> DESCRIPTION OF THE TASK
Your answer must be an exact repetition of every record.
:: DATA EXCERPTS ::
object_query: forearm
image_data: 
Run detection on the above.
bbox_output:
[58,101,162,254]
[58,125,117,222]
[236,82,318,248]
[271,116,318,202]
:::
> COMPLETED EXERCISE
object_query: forearm
image_data: 
Run detection on the above.
bbox_output:
[58,101,162,254]
[58,125,117,222]
[236,82,318,248]
[271,116,318,202]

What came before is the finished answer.